(Directions)
Without the pictures, can you quote each line below exactly?

Data items:

>>>>

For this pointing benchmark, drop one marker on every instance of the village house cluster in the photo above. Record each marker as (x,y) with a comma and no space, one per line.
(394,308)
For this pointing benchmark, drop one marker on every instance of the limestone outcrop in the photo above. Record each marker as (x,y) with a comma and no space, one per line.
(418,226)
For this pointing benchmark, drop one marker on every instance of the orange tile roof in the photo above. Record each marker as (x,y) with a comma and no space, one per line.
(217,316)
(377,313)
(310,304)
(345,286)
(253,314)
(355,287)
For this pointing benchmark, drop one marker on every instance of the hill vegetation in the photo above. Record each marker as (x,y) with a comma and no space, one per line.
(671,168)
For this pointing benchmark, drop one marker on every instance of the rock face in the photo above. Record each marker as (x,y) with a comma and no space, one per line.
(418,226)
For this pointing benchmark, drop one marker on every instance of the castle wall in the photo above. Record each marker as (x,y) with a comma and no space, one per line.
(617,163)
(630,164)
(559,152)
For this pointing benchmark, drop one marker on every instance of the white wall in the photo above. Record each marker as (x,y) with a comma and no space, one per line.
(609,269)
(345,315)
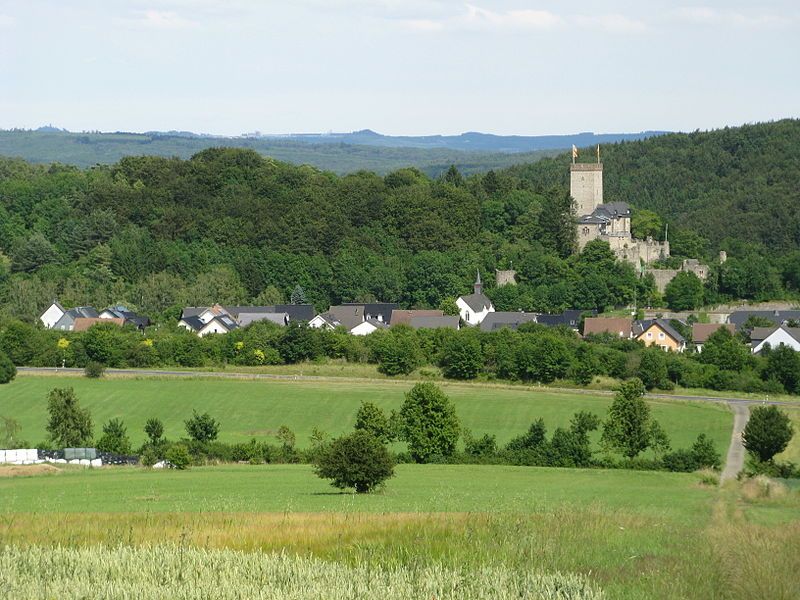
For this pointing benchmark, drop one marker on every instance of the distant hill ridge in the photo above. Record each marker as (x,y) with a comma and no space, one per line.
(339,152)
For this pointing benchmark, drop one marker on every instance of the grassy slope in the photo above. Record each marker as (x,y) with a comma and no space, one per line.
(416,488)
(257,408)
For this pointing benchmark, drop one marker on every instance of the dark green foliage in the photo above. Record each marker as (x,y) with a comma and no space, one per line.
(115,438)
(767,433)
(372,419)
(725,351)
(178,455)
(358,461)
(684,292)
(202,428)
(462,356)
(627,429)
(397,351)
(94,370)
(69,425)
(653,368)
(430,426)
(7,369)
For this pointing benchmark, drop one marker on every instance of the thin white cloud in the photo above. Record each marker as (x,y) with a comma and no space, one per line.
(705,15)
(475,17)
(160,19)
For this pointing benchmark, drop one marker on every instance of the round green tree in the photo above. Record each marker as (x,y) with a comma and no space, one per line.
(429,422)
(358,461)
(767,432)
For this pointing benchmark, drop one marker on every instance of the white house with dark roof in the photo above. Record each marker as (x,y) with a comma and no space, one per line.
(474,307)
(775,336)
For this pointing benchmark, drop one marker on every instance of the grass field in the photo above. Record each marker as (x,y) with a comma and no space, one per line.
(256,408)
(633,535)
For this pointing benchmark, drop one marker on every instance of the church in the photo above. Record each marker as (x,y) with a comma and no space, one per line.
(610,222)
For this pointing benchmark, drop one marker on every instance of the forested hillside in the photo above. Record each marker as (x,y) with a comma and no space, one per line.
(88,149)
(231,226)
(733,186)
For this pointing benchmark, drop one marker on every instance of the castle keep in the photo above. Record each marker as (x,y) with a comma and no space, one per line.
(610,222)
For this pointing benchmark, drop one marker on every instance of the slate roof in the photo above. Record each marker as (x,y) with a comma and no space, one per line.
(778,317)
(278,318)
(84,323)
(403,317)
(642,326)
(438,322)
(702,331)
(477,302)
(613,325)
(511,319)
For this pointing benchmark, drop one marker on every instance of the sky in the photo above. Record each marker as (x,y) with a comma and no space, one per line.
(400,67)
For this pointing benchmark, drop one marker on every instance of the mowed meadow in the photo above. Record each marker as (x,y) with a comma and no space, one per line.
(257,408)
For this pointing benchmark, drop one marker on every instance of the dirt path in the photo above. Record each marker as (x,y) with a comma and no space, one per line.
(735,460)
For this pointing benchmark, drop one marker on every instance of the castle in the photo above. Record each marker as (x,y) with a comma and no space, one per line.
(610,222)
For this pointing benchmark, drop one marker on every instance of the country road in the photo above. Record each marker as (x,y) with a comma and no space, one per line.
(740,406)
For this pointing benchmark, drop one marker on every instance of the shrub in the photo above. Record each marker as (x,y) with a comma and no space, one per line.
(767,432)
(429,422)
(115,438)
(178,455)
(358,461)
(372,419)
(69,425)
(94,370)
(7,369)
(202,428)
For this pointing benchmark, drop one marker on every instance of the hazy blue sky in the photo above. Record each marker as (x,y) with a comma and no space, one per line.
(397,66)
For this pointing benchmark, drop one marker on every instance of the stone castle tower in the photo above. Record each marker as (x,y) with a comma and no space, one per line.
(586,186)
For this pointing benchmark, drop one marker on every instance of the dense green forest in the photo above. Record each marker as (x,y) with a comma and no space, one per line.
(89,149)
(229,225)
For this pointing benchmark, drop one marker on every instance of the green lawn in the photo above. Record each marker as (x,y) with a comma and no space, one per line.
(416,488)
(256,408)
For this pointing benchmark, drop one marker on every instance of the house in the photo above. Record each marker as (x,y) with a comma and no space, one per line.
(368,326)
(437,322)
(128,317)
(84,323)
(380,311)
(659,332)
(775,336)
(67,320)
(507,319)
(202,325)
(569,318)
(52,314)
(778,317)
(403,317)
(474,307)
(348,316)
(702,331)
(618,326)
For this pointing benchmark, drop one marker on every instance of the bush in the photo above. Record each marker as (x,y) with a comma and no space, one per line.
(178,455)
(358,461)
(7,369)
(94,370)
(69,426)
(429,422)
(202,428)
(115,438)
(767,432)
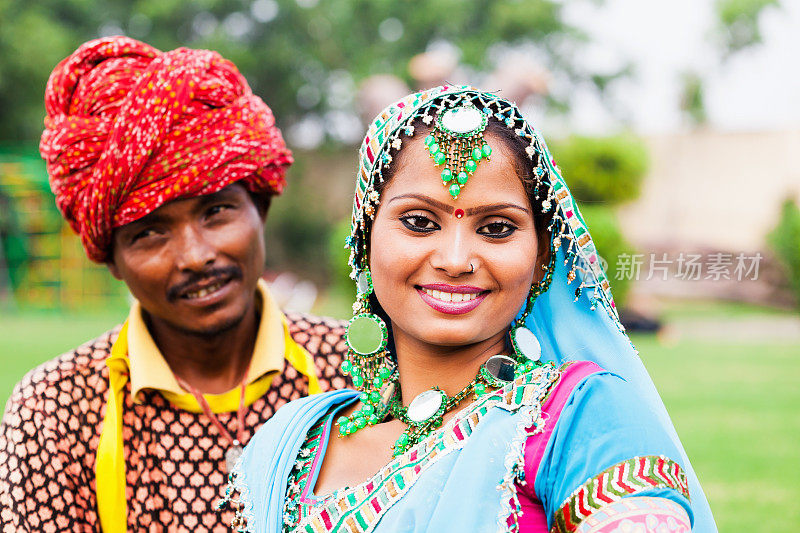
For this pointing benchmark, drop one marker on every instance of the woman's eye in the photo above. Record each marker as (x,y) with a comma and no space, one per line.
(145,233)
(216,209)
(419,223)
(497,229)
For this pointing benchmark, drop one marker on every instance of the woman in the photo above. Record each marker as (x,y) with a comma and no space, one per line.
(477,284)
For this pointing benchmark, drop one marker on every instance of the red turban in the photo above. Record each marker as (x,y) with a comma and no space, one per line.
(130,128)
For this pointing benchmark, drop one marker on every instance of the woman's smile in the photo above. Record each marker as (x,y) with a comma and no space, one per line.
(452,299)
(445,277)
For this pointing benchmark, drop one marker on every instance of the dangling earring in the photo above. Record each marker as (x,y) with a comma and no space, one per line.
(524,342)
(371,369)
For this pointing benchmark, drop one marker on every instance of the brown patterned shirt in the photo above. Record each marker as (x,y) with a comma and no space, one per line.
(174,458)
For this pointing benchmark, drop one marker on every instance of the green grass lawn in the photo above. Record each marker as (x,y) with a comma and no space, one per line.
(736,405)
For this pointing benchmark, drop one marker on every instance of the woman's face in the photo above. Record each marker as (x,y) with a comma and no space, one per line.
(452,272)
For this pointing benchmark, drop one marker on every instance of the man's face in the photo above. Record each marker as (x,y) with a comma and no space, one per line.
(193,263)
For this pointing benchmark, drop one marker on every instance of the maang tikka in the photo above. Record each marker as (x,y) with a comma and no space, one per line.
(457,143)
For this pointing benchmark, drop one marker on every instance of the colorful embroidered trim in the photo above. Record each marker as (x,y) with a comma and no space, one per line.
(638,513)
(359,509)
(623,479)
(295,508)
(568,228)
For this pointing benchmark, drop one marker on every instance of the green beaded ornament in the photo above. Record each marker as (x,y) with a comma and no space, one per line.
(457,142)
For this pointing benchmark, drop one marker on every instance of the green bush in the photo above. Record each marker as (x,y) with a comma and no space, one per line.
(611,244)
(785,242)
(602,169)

<<<<

(Output of the task)
For this pointing benchmark, drop one marker on every instance of the village house cluster in the photo above. Record each marker as (x,y) with a comma and no space, one per line.
(394,308)
For this pointing benchmark, drop one marker on every instance of the limestone outcrop in the photo above. Record each marker as (x,y) with a comma and no space, one per line.
(418,226)
For this pointing benchmark, drop one marker on every instance of the orange tile roof in the photo above. Record each marker as (x,y) with a comma and no space, one per line.
(217,316)
(377,313)
(310,304)
(345,286)
(253,314)
(355,287)
For this pointing benchmark, drop one marker on every instance of the hill vegetation in the photo above. Record each marker as (x,y) with a comma and no space, one per line.
(671,168)
For this pointing benchmark, drop one marker on every instance of the rock face in the photo above. Record each marker as (x,y) with a comma and no space, one per line.
(418,226)
For this pointing benchmark, drop one marker on every instance of the castle wall in the photo above. Record each marker as (x,y) with a comma and no space, one per line.
(617,163)
(630,164)
(559,152)
For this pointing benchmark, drop one marker on every instance of the white wall in the photo above. Record each marker as (x,y) with a comma and no space, one per line.
(609,269)
(345,315)
For this pointing benchmark, drop one marker on every instance of the distant hill ridge in the photo above. Record each marker as (x,y) with a comma and no space, one per line.
(339,152)
For this pointing benchmark, drop one marker on every instance of the grassy slope in the photo above. Record each marker as (x,y) with a comma and no space, one per line.
(416,488)
(257,408)
For this pointing benchmark, drop one marker on every instance of the dark green foliage in the photo above. Record each marker as (x,y) with a comma and no space, one per line.
(115,438)
(767,433)
(372,419)
(725,351)
(178,455)
(358,461)
(684,292)
(202,428)
(462,356)
(627,429)
(397,351)
(94,370)
(69,425)
(653,368)
(430,426)
(7,369)
For this pointing benchmark, drop one marker on every instance of the thin white cloud in the photo above. Record each marker as (x,y) with a comma and no space, one per line.
(705,15)
(475,17)
(160,19)
For this pointing benchmark, drop one marker on every instance of the round green tree in the photo above. Record each marker as (x,y) with a comma and no space, one per line.
(429,422)
(358,461)
(767,432)
For this pointing benchmark, drop one marker on every instance of the white house with dark roof in the photo above. Record each marker as (x,y) with a comma and no space, one per line.
(474,307)
(775,336)
For this pointing benchmark, drop one marker on every instance of the grass field in the photo above. Record each marker as (x,y) with a comma and no space, one per line.
(256,408)
(633,535)
For this pointing benchmark, drop one marker on every instance of the church in the photo above. Record each marker as (x,y) with a comma and no space, one per line.
(610,222)
For this pointing benchmark, drop one marker on every instance of the forested hillside in the photo above. Record each marker as (x,y) with a comma and no space, one per line.
(88,149)
(231,226)
(733,186)
For this pointing benchmark, drop one marker on every instance of the castle keep in the photo above. Record each marker as (x,y) with a comma and no space, one per line.
(610,222)
For this pointing benchmark, drop one marker on every instance of the slate roof in the photo above. Record each marker as (x,y) with a comma and no space, one per line.
(778,317)
(278,318)
(84,323)
(403,317)
(642,326)
(438,322)
(702,331)
(477,302)
(613,325)
(511,319)
For this pointing benchmark, drop one marker on every instance of the sky in the photo above. Record each marker as (x,y) with a comma and no space, one per line.
(400,67)
For this pointing benchmark, drop one marker on every instance of the mowed meadow in the photo above. Record each marker as (x,y) with a comma and no space, one per line.
(257,408)
For this pointing benchmark, drop one marker on every instance of the dirt path in the photo above. Record each marker as (x,y) with a comma and no space, one per line.
(735,460)
For this pointing benchmark, drop one marker on every instance of the castle in the photo above. Record each marker as (x,y) with a comma and no space, one per line.
(610,222)
For this pointing benchmark, drop one marker on every instance of the country road in the photo above. Record each marker as (x,y) with a comma and no space, one per line.
(740,406)
For this pointing benchmark, drop one marker on every instance of the shrub in the photo above. Record each marker as (x,y) with a comma and no space, one per line.
(767,432)
(429,422)
(115,438)
(178,455)
(358,461)
(372,419)
(69,425)
(94,370)
(7,369)
(202,428)
For this pointing benchmark, drop one marker on every instance of the hazy blue sky in the photo above. Record each marker as (x,y) with a comma and no space, one per line.
(397,66)
For this pointing benchmark, drop one marker on every instance of the stone castle tower in the photo above. Record each marker as (x,y) with a comma and no space, one per line.
(586,186)
For this pointing benchmark, drop one marker on every instance of the dense green forest in the photo above. Record each marker as (x,y) with a comma and no space, one per line.
(89,149)
(229,225)
For this pointing benchmark, drop one marker on every instance of the green lawn in the photo above. Record each marker as (x,y) with a comma and no space, one per line.
(416,488)
(256,408)
For this pointing benchmark, drop one marker on every instance of the house in the photo above. Record each marker as (x,y) with a comma and no space, one per line.
(368,326)
(437,322)
(128,317)
(84,323)
(380,311)
(659,332)
(775,336)
(67,320)
(507,319)
(202,325)
(569,318)
(52,314)
(778,317)
(403,317)
(474,307)
(348,316)
(702,331)
(618,326)
For this pointing benchmark, drop one marker on every instance of the bush in the photo above. Record each marker as (x,y) with a comma and no space, one per line.
(178,455)
(358,461)
(7,369)
(94,370)
(69,426)
(429,422)
(202,428)
(115,438)
(767,432)
For this pointing benchmark, drop one marker on every instance of the woman's eye in the photo above. Record each marker as (x,y) with a comma and no space, one per line.
(145,233)
(216,209)
(419,223)
(497,229)
For this pointing benchmark, drop one marker on every instance of the woman in the photo above. Record each marker as (x,y) with a comma and no space, one per line.
(477,284)
For this pointing benchmark, drop one marker on every instance of the red turban in the photo above. Record each marker as (x,y) with a comma and no space, one per line.
(130,128)
For this pointing benchmark, drop one marker on every instance of the woman's smile in the photo above. Record each marker as (x,y) with a comma and no space, one per line.
(452,299)
(445,277)
For this pointing benchmark, drop one marker on every instance of the dangling earring in the photo above. Record each marker as (x,y) with a comma and no space, one per line.
(524,342)
(371,369)
For this pointing benchmark, drop one marker on every instance of the brown patterned shirt in the photo above. Record each marker as (x,y) with a comma and no space, one per line.
(174,458)
For this pointing benchmark, drop one marker on every instance of the green grass lawn in the photo above. Record each marker as (x,y) with a comma and no space, one per line.
(736,405)
For this pointing benchmark, drop one marker on every instance of the woman's face in the photo above. Record each marker as (x,y) with a comma and no space, one per line.
(452,272)
For this pointing benchmark, drop one marker on every instance of the man's face in the photo above. Record each marker as (x,y) with a comma and no space, one per line.
(193,263)
For this pointing benchmark, drop one marker on every instance of the maang tikka in the photo above. Record each marker as (x,y) with a comma and no space, one per line.
(457,143)
For this pointing benchmark, drop one marker on every instance of the colorful embroidered trim in the photo above. Record each marker as (x,y) with a comma and no space, one per line.
(638,513)
(359,509)
(623,479)
(295,508)
(568,228)
For this pointing benchmark, drop one marker on every instance of the green beaded ornament in the photo above. Record each marker as (x,y) with a comma and no space, one per line.
(457,142)
For this pointing benchmark, drop one marker on every instance of the green bush in the photo above. Record each marker as (x,y) with a comma and no space, one per line.
(611,244)
(785,242)
(602,169)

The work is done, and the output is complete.